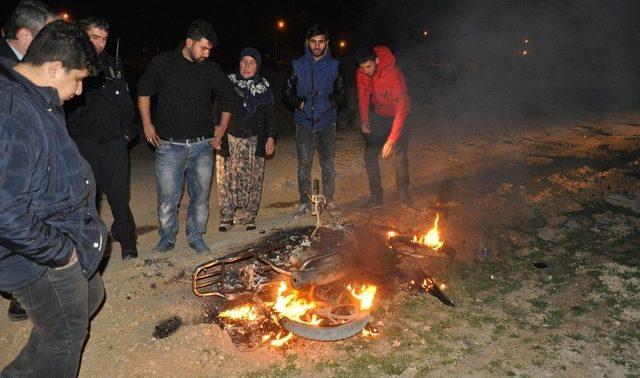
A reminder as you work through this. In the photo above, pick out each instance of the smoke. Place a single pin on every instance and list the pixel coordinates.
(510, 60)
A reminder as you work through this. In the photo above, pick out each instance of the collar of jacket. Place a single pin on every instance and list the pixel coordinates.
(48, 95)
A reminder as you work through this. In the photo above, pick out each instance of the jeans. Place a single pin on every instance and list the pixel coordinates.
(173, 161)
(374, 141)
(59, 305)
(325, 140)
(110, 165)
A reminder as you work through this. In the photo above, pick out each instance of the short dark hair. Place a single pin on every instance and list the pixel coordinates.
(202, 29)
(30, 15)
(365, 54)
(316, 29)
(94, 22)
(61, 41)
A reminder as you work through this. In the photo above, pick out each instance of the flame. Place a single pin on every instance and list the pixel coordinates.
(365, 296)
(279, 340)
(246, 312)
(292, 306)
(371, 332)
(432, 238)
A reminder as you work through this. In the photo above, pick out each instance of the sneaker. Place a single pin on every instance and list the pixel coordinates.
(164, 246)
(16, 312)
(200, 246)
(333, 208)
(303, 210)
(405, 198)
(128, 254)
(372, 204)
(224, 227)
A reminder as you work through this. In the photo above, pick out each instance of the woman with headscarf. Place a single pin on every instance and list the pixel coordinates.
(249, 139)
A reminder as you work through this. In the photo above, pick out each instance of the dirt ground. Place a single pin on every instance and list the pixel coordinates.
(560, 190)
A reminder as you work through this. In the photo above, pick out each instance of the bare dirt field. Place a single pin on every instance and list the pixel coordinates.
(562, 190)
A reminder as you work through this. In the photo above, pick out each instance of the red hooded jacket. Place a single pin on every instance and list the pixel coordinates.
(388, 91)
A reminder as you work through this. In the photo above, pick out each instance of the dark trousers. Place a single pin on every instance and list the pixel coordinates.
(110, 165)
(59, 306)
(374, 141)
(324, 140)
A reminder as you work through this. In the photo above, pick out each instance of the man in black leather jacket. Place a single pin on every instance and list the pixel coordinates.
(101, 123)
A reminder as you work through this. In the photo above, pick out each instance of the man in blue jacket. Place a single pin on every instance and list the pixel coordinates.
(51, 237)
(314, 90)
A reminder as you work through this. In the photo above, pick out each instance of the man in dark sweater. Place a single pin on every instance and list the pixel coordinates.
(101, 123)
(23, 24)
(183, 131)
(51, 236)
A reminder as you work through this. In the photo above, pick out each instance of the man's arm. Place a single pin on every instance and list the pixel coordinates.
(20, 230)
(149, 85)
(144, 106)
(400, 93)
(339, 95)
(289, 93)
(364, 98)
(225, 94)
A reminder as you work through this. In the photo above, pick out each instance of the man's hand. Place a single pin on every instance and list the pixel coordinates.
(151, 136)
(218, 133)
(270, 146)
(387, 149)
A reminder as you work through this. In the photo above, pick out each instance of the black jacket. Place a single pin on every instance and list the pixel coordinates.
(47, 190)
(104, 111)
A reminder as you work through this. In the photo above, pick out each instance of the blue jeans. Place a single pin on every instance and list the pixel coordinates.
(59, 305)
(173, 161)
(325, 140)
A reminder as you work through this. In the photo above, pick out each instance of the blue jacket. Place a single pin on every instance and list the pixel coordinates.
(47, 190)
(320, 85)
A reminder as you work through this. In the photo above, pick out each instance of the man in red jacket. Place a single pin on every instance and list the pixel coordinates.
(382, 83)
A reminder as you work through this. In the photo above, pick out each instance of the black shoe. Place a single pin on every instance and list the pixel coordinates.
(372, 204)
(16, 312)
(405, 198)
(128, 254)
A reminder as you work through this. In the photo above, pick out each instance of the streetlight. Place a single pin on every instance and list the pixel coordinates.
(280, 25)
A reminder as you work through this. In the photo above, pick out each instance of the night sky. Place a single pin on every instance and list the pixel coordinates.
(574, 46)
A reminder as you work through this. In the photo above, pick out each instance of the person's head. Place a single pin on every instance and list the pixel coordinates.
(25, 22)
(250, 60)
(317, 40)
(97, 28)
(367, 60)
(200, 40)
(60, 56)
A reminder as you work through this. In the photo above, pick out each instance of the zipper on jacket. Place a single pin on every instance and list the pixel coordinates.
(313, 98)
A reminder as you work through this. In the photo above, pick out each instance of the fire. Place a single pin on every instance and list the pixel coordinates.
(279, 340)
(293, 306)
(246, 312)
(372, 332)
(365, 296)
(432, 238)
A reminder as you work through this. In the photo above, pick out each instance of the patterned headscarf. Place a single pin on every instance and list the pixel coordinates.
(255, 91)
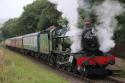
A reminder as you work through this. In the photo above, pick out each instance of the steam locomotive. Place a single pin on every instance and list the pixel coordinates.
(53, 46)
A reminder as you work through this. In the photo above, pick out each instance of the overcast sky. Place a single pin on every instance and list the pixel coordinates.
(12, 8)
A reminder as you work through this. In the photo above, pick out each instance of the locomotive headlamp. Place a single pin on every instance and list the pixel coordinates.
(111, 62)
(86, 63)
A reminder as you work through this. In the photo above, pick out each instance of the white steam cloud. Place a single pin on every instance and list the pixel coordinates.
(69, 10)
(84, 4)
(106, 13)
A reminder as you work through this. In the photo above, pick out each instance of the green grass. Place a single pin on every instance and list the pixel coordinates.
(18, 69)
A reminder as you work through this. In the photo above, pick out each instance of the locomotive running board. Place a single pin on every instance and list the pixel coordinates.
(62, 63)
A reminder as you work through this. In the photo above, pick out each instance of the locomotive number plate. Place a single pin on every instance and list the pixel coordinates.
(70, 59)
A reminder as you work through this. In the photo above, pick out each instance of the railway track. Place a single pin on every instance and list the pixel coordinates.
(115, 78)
---*---
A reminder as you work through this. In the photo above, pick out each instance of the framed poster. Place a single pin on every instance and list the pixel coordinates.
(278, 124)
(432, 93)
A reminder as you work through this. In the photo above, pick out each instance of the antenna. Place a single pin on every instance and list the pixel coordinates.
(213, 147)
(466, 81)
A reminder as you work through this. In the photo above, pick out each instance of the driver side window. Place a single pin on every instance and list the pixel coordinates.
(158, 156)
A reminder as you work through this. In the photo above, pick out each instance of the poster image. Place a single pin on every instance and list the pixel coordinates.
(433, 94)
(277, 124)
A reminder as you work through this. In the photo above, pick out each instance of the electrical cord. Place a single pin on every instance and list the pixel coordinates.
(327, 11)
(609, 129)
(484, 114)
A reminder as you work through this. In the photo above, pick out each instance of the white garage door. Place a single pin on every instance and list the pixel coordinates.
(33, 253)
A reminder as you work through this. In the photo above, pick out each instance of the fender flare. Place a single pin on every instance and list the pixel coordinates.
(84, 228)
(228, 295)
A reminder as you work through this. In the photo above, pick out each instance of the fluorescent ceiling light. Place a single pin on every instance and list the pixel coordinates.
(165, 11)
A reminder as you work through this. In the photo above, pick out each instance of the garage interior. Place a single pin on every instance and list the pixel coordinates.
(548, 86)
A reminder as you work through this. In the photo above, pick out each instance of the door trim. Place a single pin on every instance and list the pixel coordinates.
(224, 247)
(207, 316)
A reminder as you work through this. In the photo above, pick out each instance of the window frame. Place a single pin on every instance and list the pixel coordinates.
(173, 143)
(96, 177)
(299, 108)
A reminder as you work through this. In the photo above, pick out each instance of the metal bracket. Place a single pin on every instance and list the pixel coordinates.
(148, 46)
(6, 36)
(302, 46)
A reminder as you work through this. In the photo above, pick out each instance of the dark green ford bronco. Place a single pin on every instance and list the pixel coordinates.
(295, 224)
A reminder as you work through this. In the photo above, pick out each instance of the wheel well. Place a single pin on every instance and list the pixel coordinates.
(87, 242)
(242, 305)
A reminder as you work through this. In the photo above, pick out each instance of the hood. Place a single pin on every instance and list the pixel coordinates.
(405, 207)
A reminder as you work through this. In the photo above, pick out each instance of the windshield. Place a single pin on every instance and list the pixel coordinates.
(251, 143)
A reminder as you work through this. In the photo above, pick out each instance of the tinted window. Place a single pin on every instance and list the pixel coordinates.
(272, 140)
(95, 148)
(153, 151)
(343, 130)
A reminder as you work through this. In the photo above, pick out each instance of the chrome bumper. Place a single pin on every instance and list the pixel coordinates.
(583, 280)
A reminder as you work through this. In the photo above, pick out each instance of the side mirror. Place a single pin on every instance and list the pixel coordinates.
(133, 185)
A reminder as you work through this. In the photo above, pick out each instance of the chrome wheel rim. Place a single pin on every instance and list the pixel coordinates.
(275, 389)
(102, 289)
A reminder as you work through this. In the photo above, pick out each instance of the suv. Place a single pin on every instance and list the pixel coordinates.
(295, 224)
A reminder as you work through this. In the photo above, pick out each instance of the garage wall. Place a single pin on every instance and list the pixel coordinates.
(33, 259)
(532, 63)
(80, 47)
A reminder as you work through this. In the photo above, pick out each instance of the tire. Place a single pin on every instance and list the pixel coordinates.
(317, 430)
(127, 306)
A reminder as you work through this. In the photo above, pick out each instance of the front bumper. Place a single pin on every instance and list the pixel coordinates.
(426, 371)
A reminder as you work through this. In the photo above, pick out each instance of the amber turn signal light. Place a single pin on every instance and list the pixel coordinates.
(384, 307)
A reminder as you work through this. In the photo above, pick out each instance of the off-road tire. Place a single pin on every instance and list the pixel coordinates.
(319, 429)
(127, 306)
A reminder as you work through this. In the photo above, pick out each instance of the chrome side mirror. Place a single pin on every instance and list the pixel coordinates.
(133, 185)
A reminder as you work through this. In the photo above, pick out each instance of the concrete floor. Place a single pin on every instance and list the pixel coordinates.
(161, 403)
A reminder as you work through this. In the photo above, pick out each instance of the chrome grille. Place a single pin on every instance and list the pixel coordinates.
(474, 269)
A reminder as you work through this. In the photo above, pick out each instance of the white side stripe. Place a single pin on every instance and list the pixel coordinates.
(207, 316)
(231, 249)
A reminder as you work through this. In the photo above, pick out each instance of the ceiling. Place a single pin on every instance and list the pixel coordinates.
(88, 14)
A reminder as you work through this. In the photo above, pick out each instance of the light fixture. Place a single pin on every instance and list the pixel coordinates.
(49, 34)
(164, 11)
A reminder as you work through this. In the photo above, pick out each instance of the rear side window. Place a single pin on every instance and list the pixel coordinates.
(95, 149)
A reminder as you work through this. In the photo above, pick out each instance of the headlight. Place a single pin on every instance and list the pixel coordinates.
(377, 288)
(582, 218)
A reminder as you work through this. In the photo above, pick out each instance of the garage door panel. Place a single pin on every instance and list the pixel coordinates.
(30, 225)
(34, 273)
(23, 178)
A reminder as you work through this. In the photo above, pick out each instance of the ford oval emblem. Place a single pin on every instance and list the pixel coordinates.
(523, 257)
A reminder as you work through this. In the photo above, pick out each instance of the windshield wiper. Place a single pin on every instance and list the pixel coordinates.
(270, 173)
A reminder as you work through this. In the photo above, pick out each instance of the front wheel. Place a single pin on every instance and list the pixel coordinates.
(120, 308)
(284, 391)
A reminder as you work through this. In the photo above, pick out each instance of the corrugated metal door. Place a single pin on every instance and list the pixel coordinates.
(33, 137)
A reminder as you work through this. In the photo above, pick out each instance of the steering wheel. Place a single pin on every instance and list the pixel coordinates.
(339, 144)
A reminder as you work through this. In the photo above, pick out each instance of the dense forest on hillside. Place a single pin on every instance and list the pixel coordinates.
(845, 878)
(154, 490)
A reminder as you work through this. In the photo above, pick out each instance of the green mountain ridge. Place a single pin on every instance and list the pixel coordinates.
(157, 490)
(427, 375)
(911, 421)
---*---
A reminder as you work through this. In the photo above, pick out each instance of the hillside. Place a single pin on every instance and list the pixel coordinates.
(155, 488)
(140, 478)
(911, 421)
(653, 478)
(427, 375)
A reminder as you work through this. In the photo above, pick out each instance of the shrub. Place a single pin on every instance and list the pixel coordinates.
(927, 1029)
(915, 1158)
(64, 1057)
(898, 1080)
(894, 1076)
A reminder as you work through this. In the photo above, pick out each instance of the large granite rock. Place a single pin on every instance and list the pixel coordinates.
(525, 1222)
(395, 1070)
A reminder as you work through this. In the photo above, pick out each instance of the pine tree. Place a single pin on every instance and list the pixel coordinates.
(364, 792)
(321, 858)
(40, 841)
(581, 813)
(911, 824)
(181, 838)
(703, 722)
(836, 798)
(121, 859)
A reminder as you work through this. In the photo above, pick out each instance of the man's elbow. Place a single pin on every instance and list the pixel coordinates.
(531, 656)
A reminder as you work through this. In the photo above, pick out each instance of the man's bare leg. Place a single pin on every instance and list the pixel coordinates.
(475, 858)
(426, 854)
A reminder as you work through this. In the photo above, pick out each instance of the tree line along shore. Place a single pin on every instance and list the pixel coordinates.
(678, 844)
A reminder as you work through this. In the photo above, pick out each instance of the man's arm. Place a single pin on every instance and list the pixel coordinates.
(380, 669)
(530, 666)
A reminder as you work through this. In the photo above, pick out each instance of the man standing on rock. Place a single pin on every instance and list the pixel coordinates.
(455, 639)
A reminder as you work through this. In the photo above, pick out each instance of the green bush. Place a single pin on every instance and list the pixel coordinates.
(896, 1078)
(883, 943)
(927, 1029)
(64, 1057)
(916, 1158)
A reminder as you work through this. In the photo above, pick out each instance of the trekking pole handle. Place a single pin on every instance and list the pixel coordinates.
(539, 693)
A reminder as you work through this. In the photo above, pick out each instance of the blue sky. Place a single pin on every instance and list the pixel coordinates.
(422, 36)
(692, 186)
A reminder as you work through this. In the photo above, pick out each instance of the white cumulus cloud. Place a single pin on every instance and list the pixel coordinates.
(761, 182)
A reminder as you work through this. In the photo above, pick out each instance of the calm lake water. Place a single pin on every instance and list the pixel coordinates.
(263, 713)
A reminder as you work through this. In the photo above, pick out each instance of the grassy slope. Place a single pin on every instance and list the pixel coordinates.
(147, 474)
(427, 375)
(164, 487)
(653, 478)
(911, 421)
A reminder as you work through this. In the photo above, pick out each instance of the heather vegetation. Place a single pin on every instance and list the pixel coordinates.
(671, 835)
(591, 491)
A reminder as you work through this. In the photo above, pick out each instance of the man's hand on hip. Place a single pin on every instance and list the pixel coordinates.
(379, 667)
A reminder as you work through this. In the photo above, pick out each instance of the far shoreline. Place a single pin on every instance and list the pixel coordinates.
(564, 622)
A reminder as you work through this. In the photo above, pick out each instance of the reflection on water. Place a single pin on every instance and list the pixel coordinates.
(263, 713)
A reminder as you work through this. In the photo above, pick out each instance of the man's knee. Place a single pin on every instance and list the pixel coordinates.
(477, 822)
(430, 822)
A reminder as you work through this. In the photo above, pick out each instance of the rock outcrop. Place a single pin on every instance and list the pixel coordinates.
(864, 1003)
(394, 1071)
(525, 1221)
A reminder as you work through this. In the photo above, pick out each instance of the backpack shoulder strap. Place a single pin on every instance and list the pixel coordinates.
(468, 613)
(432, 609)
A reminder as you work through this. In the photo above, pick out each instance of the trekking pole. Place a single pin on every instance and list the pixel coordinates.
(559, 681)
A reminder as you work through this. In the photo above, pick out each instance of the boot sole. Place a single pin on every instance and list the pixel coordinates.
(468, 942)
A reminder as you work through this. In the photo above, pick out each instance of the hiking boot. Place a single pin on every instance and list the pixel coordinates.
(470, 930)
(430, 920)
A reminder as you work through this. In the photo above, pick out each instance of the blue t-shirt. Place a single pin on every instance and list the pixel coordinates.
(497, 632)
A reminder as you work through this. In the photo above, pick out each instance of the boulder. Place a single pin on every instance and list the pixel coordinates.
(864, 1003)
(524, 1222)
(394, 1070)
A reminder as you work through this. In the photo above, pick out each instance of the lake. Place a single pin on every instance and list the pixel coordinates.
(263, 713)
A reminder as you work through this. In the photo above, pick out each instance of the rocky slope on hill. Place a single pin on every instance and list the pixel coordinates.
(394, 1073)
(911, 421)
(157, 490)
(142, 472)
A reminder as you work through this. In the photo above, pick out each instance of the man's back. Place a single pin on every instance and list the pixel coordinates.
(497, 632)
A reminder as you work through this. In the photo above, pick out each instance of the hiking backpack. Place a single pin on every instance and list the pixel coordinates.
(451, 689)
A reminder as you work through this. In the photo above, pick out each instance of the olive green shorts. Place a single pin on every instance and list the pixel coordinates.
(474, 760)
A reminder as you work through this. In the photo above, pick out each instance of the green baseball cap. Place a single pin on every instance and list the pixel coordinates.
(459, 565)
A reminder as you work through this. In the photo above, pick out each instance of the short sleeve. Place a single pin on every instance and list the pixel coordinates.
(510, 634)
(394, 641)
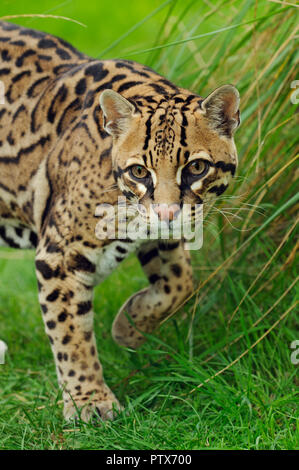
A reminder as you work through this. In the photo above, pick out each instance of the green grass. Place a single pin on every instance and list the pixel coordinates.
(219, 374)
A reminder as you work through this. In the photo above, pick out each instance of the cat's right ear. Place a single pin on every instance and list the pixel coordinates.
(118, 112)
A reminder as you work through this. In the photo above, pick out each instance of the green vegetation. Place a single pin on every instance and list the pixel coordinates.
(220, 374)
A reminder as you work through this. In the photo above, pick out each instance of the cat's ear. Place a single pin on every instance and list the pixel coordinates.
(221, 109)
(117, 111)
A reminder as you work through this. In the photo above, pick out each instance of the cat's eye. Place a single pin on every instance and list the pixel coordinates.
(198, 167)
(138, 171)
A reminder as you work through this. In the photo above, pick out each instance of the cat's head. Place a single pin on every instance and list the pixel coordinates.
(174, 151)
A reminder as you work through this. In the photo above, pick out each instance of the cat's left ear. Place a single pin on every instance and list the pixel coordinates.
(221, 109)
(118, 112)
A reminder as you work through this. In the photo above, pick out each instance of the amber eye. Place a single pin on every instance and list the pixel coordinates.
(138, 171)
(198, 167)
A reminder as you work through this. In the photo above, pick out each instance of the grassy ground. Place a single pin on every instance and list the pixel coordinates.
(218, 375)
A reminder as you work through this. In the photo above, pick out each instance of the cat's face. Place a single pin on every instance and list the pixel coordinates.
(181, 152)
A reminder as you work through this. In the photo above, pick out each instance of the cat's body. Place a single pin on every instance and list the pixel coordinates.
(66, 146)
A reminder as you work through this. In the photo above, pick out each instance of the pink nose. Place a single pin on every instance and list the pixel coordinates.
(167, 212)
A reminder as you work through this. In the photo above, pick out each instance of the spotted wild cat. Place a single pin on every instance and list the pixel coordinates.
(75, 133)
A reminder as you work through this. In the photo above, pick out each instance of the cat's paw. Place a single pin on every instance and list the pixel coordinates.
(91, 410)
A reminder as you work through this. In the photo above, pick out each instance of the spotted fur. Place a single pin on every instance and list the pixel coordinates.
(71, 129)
---*---
**Given instruction:**
Return the rows from the line containing "of the hillside." through the line containing "(395, 1070)", both included, exactly as they stand.

**Expected output:**
A reminder as you work through this. In the photo above, pick out each instance of the hillside. Place a single pin on every instance and list the pixel coordinates.
(155, 488)
(140, 478)
(911, 421)
(653, 478)
(427, 375)
A reminder as you work through this. In the photo above, pick out each instance of the shrub. Place a single pin on every instance and list the pixel coordinates.
(927, 1029)
(915, 1158)
(64, 1057)
(898, 1080)
(894, 1076)
A reminder as you work through this. In the photo above, pick out each instance of the large granite rock. Place a single pin on every instance and list the pixel coordinates.
(525, 1222)
(395, 1070)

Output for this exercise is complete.